• [WORK REQUIRED]:
Rewrite the lines below, swapping every "positive clicks" for "foreground clicks" and keeping everything else the same. Leave out the pictures.

• [EXERCISE DATA]:
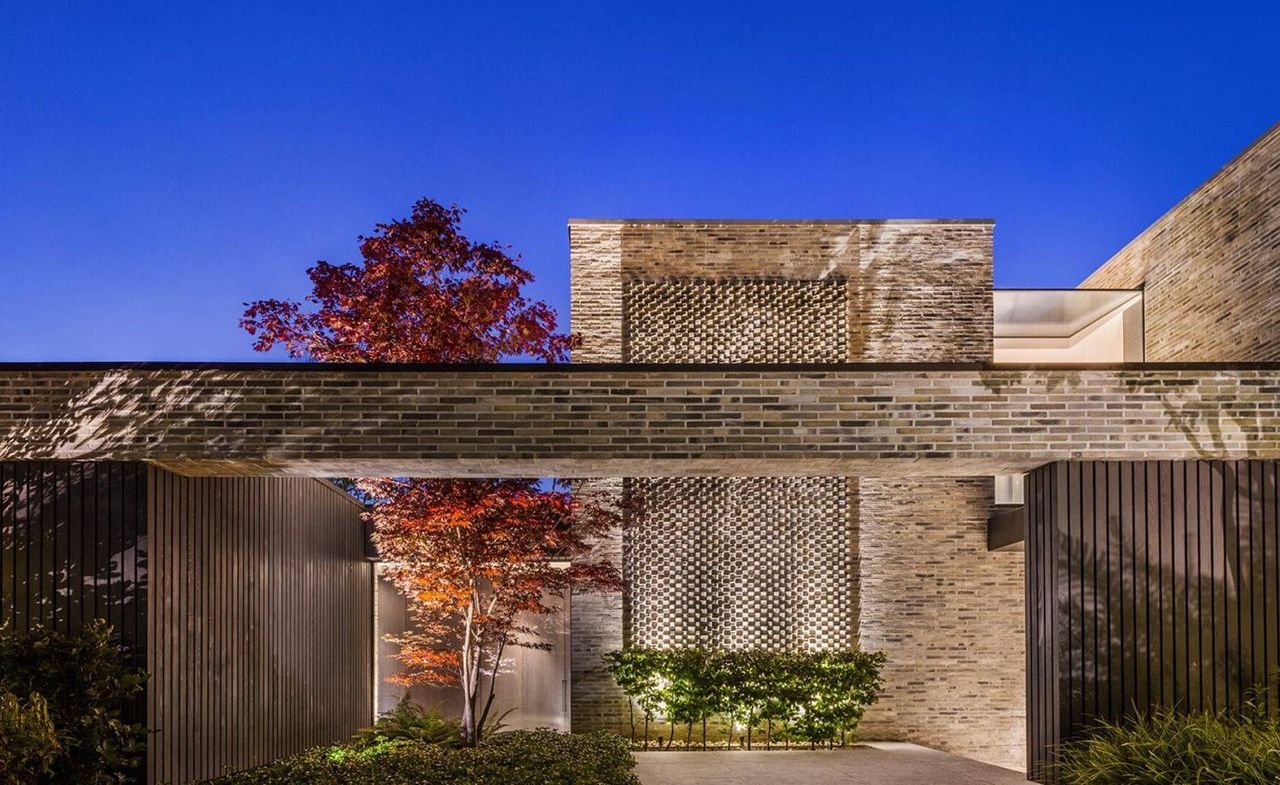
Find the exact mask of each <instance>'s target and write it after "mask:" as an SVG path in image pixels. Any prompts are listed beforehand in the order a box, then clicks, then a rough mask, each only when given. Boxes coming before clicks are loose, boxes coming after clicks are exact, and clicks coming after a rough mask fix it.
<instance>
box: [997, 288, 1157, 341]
mask: <svg viewBox="0 0 1280 785" xmlns="http://www.w3.org/2000/svg"><path fill="white" fill-rule="evenodd" d="M1139 301H1142V291H1140V289H996V292H995V305H996V338H1070V337H1073V336H1075V334H1076V333H1079V332H1080V330H1083V329H1087V328H1089V327H1091V325H1093V324H1097V323H1098V321H1101V320H1102V319H1106V318H1107V316H1110V315H1111V314H1115V312H1116V311H1119V310H1121V309H1124V307H1128V306H1130V305H1134V303H1137V302H1139Z"/></svg>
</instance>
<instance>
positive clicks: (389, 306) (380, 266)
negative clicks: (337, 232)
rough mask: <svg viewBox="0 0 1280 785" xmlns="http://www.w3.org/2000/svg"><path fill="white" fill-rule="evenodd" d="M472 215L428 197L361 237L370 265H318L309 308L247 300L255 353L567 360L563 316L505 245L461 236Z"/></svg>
mask: <svg viewBox="0 0 1280 785" xmlns="http://www.w3.org/2000/svg"><path fill="white" fill-rule="evenodd" d="M462 214H463V211H462V210H461V209H458V206H457V205H453V206H449V207H445V206H443V205H440V204H438V202H435V201H431V200H429V198H424V200H421V201H419V202H417V204H416V205H413V213H412V215H411V216H410V218H408V219H406V220H394V222H392V223H389V224H378V225H376V232H375V233H374V234H372V236H371V237H364V236H361V237H360V238H358V241H360V255H361V257H362V261H361V264H358V265H356V264H340V265H333V264H329V263H328V261H317V263H316V264H315V266H312V268H310V269H308V270H307V275H308V277H310V278H311V295H308V296H307V302H310V303H312V305H315V306H316V307H315V309H310V310H307V309H305V307H303V305H302V303H300V302H297V301H292V300H257V301H255V302H246V303H244V306H246V309H244V316H243V318H242V319H241V327H243V328H244V329H246V330H247V332H248V334H250V336H253V337H256V339H257V341H256V342H255V343H253V348H255V350H257V351H260V352H265V351H270V350H271V348H274V347H275V346H276V344H280V346H283V347H284V348H285V350H287V351H288V353H289V356H291V357H302V359H308V360H320V361H324V362H497V361H499V360H502V359H504V357H520V356H525V357H534V359H538V360H545V361H547V362H561V361H564V360H567V359H568V353H570V350H571V348H572V347H573V343H575V341H573V337H572V336H568V334H562V333H557V332H556V311H554V310H552V307H550V306H549V305H547V303H545V302H541V301H531V300H527V298H526V297H525V296H524V295H521V287H524V286H525V284H527V283H530V282H531V280H532V279H534V277H532V274H530V273H529V270H526V269H524V268H522V266H520V257H518V256H515V257H513V256H511V255H508V252H507V251H508V248H507V247H506V246H500V245H498V243H476V242H471V241H470V239H467V238H466V237H465V236H463V234H462V232H461V222H462Z"/></svg>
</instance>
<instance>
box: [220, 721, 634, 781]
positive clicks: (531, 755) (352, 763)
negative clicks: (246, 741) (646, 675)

• [THE COMPLETED TASK]:
Find the exact mask of each <instance>'s target and write it after "mask:" as an SVG path in image pixels. Any prompts are listed beforehand in the order a box, then clicks, then a rough mask, each only when given. Boxes coming before clicks are loose, boxes coming after clicks are exact, and clicks coming after a rough mask fix it.
<instance>
box: [997, 288, 1157, 341]
mask: <svg viewBox="0 0 1280 785" xmlns="http://www.w3.org/2000/svg"><path fill="white" fill-rule="evenodd" d="M1139 301H1142V291H1140V289H996V292H995V305H996V338H1070V337H1073V336H1075V334H1076V333H1079V332H1080V330H1083V329H1087V328H1089V327H1091V325H1093V324H1097V323H1098V321H1101V320H1102V319H1106V318H1107V316H1110V315H1111V314H1115V312H1116V311H1119V310H1121V309H1124V307H1128V306H1130V305H1134V303H1137V302H1139Z"/></svg>
</instance>
<instance>
foreground clicks: (389, 306) (380, 266)
negative clicks: (337, 232)
rough mask: <svg viewBox="0 0 1280 785" xmlns="http://www.w3.org/2000/svg"><path fill="white" fill-rule="evenodd" d="M472 215L428 197L361 237L370 265H318L309 308L247 300L255 353L567 360L563 316L505 245L461 236Z"/></svg>
mask: <svg viewBox="0 0 1280 785" xmlns="http://www.w3.org/2000/svg"><path fill="white" fill-rule="evenodd" d="M462 214H463V211H462V210H461V209H458V206H457V205H453V206H449V207H445V206H443V205H440V204H438V202H435V201H431V200H429V198H424V200H421V201H419V202H417V204H416V205H413V213H412V215H411V216H410V218H408V219H406V220H394V222H392V223H389V224H378V225H376V232H375V233H374V234H372V236H371V237H364V236H361V237H360V238H358V241H360V255H361V257H362V261H361V264H358V265H356V264H340V265H333V264H329V263H328V261H317V263H316V264H315V266H312V268H310V269H308V270H307V275H308V277H310V278H311V295H308V296H307V302H310V303H312V305H315V306H316V307H315V309H310V310H307V309H305V307H303V305H302V303H300V302H297V301H292V300H257V301H255V302H246V303H244V306H246V309H244V316H243V318H242V319H241V327H243V328H244V329H246V330H247V332H248V334H250V336H253V337H256V339H257V341H256V342H255V343H253V348H255V350H257V351H260V352H265V351H270V350H271V348H274V347H275V346H276V344H280V346H283V347H284V348H285V350H287V351H288V353H289V356H291V357H302V359H308V360H320V361H324V362H497V361H499V360H502V359H504V357H520V356H525V357H534V359H538V360H545V361H547V362H561V361H564V360H567V359H568V353H570V350H571V348H572V347H573V343H575V341H573V337H572V336H568V334H562V333H557V332H556V311H554V310H552V307H550V306H549V305H547V303H545V302H541V301H531V300H527V298H526V297H525V296H524V295H521V287H524V286H525V284H527V283H530V282H531V280H532V279H534V277H532V274H530V273H529V270H526V269H524V268H522V266H520V257H518V256H515V257H513V256H511V255H508V252H507V251H508V248H507V247H506V246H500V245H498V243H476V242H471V241H470V239H467V238H466V237H465V236H463V234H462V232H461V222H462Z"/></svg>
</instance>
<instance>
box: [220, 721, 634, 781]
foreground clicks: (531, 755) (352, 763)
negative clicks: (246, 741) (646, 675)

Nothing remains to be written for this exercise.